REQUIRED WORK :: Each line with the string "bicycle" is to be copied from the records below.

TASK INPUT ::
..............................

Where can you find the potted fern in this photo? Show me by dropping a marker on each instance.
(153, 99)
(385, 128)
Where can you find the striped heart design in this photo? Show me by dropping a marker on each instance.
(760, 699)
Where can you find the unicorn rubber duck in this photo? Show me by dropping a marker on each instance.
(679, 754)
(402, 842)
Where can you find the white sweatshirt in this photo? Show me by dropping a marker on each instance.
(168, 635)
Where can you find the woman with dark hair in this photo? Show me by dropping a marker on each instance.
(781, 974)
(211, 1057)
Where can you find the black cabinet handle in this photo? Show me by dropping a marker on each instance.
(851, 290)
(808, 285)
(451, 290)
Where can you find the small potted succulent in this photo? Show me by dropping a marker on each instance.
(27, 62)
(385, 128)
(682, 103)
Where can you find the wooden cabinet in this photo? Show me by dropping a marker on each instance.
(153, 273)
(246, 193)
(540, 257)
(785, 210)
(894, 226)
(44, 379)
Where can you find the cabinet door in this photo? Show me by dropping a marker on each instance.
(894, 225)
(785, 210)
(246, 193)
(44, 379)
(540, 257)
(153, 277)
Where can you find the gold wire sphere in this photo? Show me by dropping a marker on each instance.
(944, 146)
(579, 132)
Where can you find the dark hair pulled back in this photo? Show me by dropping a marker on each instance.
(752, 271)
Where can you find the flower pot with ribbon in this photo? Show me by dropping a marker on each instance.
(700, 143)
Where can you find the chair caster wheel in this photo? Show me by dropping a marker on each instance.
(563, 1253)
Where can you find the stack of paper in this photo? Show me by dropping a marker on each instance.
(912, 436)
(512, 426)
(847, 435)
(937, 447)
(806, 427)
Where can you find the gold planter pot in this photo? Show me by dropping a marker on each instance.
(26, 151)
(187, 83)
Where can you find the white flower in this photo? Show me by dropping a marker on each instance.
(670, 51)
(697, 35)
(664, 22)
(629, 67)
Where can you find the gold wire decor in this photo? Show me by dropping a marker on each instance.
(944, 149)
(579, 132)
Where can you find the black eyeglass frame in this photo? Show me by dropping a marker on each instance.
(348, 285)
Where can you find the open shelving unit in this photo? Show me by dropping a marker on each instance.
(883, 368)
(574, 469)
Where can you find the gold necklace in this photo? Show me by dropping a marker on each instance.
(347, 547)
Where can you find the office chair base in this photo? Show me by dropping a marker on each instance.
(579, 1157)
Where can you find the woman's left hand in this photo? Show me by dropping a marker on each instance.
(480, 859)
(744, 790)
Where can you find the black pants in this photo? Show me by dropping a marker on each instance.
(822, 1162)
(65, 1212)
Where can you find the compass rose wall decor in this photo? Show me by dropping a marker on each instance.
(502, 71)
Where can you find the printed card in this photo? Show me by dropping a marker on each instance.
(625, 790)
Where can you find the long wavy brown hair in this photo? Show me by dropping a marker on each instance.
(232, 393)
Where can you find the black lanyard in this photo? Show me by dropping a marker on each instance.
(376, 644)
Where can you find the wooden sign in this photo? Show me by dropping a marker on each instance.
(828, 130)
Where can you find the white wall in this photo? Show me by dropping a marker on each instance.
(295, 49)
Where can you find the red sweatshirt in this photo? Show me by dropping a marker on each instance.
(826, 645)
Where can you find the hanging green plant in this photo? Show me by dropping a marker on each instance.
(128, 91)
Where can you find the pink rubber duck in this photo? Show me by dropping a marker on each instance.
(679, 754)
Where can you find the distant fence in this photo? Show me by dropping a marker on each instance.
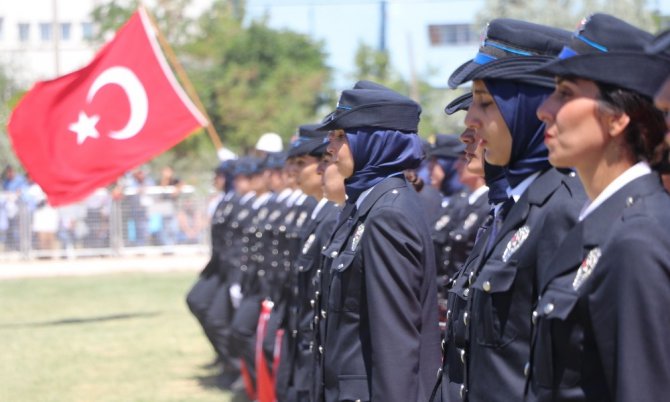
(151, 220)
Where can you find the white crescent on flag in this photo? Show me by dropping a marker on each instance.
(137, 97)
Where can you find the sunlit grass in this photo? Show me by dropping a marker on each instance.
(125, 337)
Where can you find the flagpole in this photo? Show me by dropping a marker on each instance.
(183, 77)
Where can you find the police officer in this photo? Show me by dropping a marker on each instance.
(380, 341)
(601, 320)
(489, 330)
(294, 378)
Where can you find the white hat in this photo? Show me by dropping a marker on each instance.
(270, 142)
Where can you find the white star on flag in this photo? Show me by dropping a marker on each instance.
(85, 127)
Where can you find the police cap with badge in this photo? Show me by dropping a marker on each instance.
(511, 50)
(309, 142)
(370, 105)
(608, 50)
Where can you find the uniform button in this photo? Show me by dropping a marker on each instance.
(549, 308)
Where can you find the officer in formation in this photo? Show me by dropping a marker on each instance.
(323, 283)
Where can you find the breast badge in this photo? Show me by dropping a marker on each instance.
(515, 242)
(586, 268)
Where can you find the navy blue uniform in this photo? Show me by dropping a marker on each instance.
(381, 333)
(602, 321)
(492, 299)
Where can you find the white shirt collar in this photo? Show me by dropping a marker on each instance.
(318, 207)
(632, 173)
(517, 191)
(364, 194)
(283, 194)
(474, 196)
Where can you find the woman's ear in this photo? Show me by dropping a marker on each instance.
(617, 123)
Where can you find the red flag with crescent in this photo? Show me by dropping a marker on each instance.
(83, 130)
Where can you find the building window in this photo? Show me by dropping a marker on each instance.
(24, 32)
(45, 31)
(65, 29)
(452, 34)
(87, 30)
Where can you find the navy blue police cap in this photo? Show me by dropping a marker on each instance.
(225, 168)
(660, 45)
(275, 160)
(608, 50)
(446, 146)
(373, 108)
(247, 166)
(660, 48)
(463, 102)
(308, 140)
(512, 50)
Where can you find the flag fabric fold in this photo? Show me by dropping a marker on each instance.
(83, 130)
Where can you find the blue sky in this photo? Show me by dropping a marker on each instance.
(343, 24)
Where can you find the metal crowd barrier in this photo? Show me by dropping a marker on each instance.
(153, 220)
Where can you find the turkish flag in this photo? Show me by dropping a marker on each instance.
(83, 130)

..............................

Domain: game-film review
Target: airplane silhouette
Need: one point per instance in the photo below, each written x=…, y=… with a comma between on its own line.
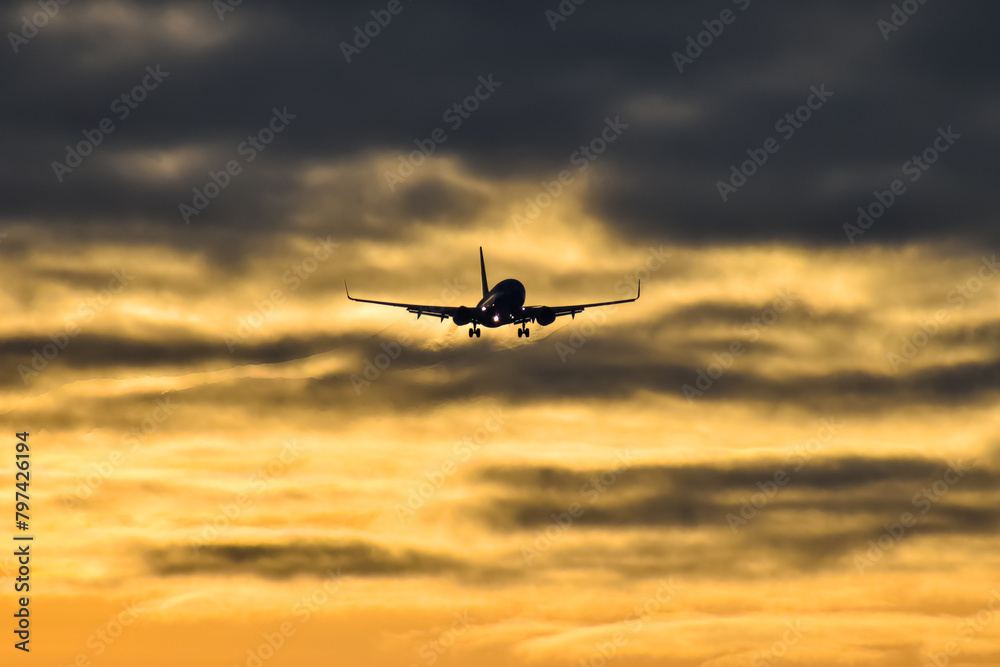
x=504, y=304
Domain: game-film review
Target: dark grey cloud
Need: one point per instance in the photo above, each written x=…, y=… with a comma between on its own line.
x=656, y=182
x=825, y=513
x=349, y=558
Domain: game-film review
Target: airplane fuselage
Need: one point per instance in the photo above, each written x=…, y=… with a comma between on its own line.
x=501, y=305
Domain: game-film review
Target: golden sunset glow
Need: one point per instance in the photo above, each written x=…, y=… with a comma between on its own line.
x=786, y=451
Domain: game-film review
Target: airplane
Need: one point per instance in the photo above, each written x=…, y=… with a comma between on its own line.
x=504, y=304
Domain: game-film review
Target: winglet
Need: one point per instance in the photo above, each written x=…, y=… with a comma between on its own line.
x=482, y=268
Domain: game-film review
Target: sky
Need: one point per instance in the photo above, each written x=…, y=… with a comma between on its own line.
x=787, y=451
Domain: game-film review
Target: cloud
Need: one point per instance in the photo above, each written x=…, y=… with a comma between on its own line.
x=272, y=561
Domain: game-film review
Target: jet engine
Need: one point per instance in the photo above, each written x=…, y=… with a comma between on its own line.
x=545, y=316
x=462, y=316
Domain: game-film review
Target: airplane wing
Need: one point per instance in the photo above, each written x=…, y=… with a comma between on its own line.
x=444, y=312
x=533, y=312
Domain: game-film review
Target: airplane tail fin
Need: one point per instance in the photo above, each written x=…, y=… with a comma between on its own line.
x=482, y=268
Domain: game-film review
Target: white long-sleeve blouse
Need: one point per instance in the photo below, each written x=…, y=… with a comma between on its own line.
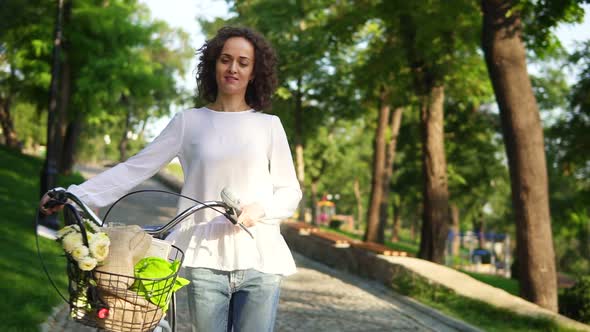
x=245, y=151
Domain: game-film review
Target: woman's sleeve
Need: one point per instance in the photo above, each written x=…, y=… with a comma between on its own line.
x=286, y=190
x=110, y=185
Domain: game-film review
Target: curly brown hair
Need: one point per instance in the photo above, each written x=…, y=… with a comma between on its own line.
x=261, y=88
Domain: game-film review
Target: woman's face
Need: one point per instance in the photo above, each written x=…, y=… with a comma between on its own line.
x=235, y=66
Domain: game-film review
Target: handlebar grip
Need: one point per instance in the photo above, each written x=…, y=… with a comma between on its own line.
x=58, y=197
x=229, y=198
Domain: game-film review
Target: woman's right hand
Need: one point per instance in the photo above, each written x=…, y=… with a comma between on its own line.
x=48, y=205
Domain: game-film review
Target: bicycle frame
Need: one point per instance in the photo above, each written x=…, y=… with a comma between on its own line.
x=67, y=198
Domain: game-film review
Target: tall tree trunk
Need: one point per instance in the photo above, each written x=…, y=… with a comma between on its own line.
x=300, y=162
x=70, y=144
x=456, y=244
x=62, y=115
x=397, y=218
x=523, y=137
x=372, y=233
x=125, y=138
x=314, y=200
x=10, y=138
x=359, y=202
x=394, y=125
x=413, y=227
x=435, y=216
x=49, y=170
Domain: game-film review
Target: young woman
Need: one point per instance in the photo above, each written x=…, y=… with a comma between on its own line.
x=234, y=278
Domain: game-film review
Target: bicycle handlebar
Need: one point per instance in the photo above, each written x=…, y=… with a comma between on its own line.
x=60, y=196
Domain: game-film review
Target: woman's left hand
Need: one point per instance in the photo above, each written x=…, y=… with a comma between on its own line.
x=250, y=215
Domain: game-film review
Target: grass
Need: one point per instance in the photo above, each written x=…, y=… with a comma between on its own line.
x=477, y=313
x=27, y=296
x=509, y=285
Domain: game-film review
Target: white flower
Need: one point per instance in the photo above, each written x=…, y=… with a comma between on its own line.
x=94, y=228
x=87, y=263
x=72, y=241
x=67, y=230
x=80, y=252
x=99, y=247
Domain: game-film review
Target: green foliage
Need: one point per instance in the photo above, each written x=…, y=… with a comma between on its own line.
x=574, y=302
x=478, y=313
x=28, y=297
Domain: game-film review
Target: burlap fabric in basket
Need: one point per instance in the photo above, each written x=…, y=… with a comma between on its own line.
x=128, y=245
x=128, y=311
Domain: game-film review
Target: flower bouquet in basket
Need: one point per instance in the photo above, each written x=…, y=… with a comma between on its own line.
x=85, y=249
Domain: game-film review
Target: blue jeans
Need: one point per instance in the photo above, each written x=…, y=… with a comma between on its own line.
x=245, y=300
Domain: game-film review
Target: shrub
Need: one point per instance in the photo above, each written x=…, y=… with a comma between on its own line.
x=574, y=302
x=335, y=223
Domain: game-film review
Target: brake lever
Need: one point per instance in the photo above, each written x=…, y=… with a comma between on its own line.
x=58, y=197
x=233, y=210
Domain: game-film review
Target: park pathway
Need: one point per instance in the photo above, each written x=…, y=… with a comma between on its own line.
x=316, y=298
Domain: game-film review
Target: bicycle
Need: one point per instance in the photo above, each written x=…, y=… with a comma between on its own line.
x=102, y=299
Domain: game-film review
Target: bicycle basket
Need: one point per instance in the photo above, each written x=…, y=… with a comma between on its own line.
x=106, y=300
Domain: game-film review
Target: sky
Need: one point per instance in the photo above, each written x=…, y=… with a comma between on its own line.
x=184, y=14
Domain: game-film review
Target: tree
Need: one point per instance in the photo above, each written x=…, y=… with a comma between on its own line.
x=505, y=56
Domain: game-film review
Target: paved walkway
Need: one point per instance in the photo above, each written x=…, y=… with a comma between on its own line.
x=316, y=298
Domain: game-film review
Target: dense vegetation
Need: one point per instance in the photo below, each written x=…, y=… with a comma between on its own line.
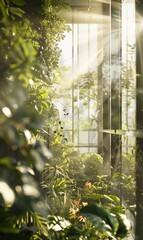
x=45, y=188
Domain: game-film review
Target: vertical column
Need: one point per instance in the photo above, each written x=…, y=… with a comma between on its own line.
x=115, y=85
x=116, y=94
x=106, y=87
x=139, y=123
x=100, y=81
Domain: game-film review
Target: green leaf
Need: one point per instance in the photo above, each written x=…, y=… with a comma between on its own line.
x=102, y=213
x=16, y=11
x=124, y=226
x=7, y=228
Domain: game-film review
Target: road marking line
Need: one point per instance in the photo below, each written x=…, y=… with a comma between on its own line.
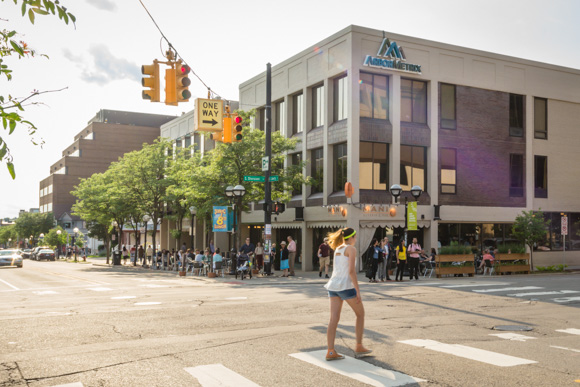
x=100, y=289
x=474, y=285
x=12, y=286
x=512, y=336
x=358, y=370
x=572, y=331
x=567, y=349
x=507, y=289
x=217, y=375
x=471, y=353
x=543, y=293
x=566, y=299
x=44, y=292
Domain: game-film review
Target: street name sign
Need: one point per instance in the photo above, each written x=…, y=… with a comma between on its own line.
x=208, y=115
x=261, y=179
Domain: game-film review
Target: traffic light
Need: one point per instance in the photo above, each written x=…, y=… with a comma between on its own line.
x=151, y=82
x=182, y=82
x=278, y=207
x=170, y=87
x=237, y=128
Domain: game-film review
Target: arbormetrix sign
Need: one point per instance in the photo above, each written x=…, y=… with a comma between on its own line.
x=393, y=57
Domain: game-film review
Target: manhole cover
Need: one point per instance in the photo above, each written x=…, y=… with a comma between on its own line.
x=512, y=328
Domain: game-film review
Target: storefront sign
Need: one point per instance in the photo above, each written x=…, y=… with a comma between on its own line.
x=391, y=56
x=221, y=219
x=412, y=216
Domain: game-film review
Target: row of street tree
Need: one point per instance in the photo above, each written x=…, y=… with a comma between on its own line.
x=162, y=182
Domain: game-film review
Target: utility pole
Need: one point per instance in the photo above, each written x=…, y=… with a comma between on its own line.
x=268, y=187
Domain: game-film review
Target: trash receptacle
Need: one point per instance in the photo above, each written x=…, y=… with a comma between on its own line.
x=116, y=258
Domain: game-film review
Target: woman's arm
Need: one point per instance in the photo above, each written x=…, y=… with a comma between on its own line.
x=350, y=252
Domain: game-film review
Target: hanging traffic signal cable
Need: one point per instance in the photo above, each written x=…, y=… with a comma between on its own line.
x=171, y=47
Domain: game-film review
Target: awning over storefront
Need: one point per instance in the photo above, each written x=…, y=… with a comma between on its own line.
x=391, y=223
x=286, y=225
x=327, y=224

..............................

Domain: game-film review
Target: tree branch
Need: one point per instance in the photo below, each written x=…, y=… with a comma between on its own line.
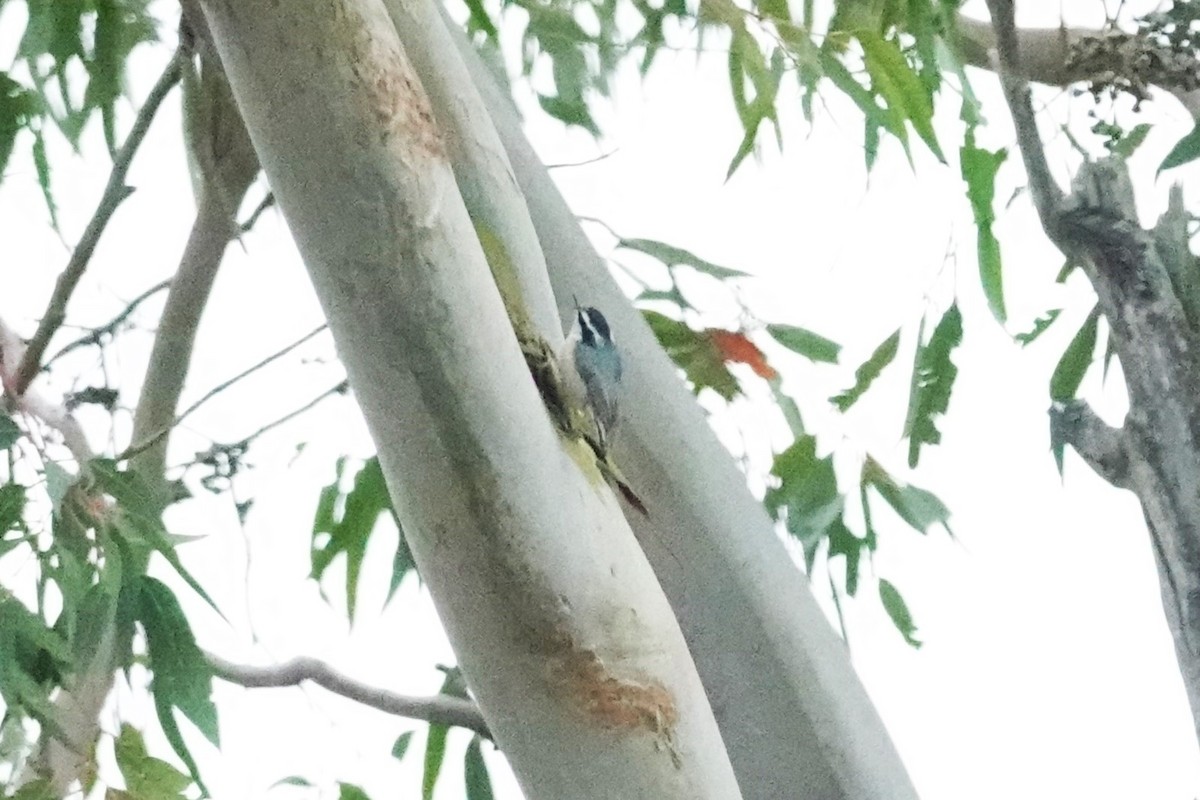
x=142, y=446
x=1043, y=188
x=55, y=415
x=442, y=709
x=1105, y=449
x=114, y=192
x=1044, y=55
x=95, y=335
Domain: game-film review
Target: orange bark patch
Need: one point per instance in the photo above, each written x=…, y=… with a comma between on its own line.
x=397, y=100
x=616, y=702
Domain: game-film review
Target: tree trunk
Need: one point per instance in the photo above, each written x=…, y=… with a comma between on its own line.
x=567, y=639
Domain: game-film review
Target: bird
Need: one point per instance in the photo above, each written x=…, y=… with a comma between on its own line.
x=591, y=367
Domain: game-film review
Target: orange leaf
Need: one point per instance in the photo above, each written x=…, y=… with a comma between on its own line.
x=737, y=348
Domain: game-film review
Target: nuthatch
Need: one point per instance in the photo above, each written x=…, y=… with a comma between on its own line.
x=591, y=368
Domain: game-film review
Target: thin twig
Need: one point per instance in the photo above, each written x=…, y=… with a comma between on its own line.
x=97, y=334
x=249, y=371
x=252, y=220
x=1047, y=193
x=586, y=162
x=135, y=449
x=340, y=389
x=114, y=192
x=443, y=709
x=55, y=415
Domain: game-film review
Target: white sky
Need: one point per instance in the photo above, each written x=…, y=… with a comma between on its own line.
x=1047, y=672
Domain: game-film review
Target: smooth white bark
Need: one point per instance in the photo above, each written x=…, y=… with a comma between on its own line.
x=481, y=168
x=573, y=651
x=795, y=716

..............................

TASK RESULT ::
Target: bicycle frame
Target: bicycle handlebar
Target: bicycle
Target: bicycle basket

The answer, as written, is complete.